原文:
============================================================

昨日の出久根達郎『古本夜話』ちくま文庫2003年初版で深く頷いた 「古本の魅力」のくだり。
《 以前、文学書の復刊というものが盛んで、多くの名作が発刊当時そのままの 姿で再現された。これを求めた人達は、しかしじきにあきてしまって古本屋に 払いにきた。本物そっくりとはいえ、それは形だけである。その形が生きてきた 歴史は再現すべくもない。 》 216頁
ほるぷ出版から1974年に出た本を五冊古本屋から購入した。竹久夢二、初山滋 らの装丁、口絵が目当て。本文は読んだことがない。ブックオフでは海外の絵本の 復刻を105円で数冊購入。エドワード・リアのナンセンスの絵本など。英語なので チンプンカンプン。
続けて出久根は書いている。
《 本の歴史は手アカであり、ほこりでありシミであり日焼けである。古本の 楽しさは、なんのことはない、この本の汚れではないだろうか。 》
さすがにそれはちと違うだろうと一言言いたくなる。それはそれとして、この 一文から思い浮かべた古本が二冊。一冊は河鍋暁斎『暁斎酔画』出版・松崎半造、 明治十五年十一月の出版。全書版の大きさの総木版画和紙和綴本。糸は新しい ものに替えられている。よく読まれているけれども丁寧に扱われている。この本 なんぞ、上の引用の見本のようなもの。和紙なので軽い。
もう一冊は、岸田國士(くにお)『戯曲集 落葉日記』第一書房昭和三年初版。 函入りで堅牢、革背、表紙に型押しのある洋風の渋い装丁。持ち重りのする本。 こちらは手に持って撫ぜて楽しむばかり。そして一寸頁を開いて、そこの活字に 目を投げかける。
《 応接間──ピアノの蝋燭立に蝋燭が二本点いてゐるだけで、部屋の中は 半ば闇である。
倉子 (ピアノにむかひ、弾くともなしに鍵盤を弄んでゐる。それは、 自分の言葉に伴奏をしてゐるやうである。) 》 182頁
『傀儡の夢』の一場面。都会の上流階級という印象。それに相応しい造本だ。 読まれた形跡はない。造本を愉しんだのだろう。造本といえば、装丁家戸田ヒロコ 女史から装丁本の案内状。
12日から仙台市のギャラリー蒼
http://www.gallery-sou.com/
12月2日から長崎のKTNギャラリー
http://www.ktn.co.jp/ktngallery/2014/11/2014120220141206.php
朝雨が止んだので源兵衛川の月例清掃へ。三島へ引っ越して半年、初めて清掃に 参加した男性を、三島旧市街地へ自転車で案内。喜ばれる。特に細い路地に居並ぶ 呑み屋。日曜昼前なのにすでに営業中、カラオケが漏れてくる。隣の呑み屋も 営業中。こちらは「一見さんお断り」の木札。えらく喜ばれる。
ネットの見聞。
《 「ああ、こんなに厚い本なのか――がんばって読むとするか!」
「ああ、こんなに厚い本なのか――読むのをやめよう!」 》
これが電子書籍にはない。

============================================================

記録一覧:
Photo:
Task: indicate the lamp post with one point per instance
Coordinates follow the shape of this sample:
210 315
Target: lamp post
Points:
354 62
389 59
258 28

============================================================

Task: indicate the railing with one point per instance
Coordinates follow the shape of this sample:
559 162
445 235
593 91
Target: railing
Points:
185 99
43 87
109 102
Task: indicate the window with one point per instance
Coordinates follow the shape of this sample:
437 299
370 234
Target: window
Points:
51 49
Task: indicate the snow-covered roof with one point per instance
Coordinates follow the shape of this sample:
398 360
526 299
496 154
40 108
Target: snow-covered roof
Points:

============================================================

課題の指示:
a) 原文で二重かぎかっこ『』に入っている題名をすべて、出てくる順に挙げてください。
b) 原文の「昨日の出久根達郎『古本夜話』」から「続けて出久根は書いている。」までを、「続けて出久根は書いている。」も含めて一字一句そのまま書き写してください。
記録は原文とは別の資料です。

課題の解答:
a)
『古本夜話』
『暁斎酔画』
『戯曲集 落葉日記』
『傀儡の夢』

b)
昨日の出久根達郎『古本夜話』ちくま文庫2003年初版で深く頷いた 「古本の魅力」のくだり。
《 以前、文学書の復刊というものが盛んで、多くの名作が発刊当時そのままの 姿で再現された。これを求めた人達は、しかしじきにあきてしまって古本屋に 払いにきた。本物そっくりとはいえ、それは形だけである。その形が生きてきた 歴史は再現すべくもない。 》 216頁
ほるぷ出版から1974年に出た本を五冊古本屋から購入した。竹久夢二、初山滋 らの装丁、口絵が目当て。本文は読んだことがない。ブックオフでは海外の絵本の 復刻を105円で数冊購入。エドワード・リアのナンセンスの絵本など。英語なので チンプンカンプン。
続けて出久根は書いている。